DIRECTIONS FOR THIS TASK ->
Everything from the line that contains "Practice. Identify the ripped" through the final line of the records should be written out exactly, and nothing outside that span.

RECORDS SUPPLIED ->
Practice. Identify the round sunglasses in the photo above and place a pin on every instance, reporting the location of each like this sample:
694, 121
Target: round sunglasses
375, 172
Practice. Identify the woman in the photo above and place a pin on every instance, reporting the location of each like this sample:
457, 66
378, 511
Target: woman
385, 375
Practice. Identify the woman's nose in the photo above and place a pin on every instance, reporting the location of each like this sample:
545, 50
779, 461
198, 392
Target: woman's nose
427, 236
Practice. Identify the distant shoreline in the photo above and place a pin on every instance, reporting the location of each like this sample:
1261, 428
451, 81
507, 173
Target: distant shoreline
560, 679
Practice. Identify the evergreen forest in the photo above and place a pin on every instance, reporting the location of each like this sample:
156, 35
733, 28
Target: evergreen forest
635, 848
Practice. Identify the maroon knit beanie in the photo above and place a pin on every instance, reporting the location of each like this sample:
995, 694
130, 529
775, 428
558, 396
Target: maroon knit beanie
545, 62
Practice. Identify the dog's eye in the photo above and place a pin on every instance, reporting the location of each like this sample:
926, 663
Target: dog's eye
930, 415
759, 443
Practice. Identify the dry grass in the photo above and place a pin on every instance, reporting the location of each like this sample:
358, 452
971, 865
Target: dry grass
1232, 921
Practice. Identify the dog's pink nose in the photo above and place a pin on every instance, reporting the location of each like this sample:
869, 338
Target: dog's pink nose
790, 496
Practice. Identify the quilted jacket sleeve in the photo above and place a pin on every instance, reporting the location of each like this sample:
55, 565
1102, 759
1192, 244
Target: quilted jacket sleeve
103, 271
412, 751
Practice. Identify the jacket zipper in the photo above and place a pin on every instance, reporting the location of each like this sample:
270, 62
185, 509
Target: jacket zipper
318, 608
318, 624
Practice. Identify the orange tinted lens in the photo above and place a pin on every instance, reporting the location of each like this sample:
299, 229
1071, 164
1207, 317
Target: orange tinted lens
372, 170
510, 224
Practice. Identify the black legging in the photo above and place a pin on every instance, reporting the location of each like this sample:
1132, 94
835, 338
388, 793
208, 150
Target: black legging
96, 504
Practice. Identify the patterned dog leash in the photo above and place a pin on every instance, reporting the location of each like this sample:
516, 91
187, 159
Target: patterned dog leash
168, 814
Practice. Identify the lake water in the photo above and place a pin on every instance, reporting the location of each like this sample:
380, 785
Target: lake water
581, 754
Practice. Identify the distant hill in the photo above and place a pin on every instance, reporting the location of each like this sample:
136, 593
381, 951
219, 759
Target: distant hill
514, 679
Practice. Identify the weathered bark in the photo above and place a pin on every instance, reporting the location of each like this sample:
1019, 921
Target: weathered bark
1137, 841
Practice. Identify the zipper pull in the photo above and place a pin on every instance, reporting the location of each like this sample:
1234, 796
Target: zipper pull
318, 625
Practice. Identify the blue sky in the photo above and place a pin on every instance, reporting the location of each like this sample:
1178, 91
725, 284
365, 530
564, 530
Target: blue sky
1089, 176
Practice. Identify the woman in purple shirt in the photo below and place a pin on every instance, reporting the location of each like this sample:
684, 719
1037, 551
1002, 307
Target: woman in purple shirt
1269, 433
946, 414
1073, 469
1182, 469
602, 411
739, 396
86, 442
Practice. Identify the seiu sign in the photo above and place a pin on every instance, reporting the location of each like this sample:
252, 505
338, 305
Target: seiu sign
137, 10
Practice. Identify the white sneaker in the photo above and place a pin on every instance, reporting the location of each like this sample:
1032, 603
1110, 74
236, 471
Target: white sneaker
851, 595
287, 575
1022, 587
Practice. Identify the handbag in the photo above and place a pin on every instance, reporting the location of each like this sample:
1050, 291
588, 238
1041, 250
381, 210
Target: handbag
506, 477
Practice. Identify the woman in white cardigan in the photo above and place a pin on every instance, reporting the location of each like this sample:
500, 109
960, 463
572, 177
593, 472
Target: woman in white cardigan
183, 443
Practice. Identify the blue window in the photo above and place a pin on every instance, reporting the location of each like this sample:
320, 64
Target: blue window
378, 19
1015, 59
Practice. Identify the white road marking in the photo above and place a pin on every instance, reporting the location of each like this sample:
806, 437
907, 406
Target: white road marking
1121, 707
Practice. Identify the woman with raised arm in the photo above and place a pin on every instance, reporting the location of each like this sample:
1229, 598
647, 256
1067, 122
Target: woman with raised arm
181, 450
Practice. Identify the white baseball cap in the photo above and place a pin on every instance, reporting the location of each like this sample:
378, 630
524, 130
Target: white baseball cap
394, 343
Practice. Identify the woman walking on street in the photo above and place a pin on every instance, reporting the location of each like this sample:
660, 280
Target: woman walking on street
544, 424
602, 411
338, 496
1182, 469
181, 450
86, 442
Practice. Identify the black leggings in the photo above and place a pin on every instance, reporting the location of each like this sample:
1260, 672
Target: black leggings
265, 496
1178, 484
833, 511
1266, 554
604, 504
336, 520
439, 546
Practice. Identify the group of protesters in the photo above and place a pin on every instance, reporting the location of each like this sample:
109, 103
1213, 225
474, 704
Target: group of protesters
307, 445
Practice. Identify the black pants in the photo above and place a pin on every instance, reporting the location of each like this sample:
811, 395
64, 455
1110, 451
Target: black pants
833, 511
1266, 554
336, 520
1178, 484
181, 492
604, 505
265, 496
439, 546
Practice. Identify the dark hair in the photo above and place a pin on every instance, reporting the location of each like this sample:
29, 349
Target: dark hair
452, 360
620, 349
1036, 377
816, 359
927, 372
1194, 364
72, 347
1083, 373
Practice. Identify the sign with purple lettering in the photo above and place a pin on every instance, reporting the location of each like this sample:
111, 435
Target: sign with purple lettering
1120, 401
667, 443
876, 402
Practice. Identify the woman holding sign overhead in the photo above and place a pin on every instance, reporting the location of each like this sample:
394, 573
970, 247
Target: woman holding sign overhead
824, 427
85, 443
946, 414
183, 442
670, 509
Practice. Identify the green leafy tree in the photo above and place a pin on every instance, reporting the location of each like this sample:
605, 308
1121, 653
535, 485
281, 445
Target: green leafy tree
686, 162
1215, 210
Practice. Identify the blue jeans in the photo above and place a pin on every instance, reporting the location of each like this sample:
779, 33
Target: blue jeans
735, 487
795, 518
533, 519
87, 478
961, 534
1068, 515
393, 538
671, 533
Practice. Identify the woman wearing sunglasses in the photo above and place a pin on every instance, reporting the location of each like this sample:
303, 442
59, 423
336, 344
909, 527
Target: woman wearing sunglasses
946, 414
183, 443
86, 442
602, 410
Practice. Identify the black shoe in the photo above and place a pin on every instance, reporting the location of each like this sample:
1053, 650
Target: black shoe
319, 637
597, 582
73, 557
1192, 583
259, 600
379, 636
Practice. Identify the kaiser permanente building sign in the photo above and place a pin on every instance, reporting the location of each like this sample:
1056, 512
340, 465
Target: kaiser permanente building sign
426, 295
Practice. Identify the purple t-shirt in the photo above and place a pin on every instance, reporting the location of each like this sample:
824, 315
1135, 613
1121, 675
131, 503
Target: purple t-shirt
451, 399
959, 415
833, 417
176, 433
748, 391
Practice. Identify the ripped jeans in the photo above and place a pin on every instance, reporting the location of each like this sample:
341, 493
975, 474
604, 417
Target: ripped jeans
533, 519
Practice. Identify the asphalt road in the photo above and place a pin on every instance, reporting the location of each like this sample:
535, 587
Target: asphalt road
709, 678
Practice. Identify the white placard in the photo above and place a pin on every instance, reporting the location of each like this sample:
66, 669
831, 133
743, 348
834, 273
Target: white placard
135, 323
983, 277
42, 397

RESPONSE TO THE EXERCISE ->
Practice. Identify the ripped jeans in the photo above and place a pin on every instance, reporting the location of each like this sample:
341, 493
975, 474
604, 417
Target: ripped jeans
533, 519
Practice. Identify the asphalt road in the photo above and place a pin on every instance, reporting the location of each like this sample:
535, 587
Target: asphalt road
709, 678
Practice. Identify the white placard in the photo above and place a pin on every instance, reporting the location of each like this sample:
66, 669
831, 133
743, 348
834, 273
Target: white placard
135, 323
983, 277
42, 397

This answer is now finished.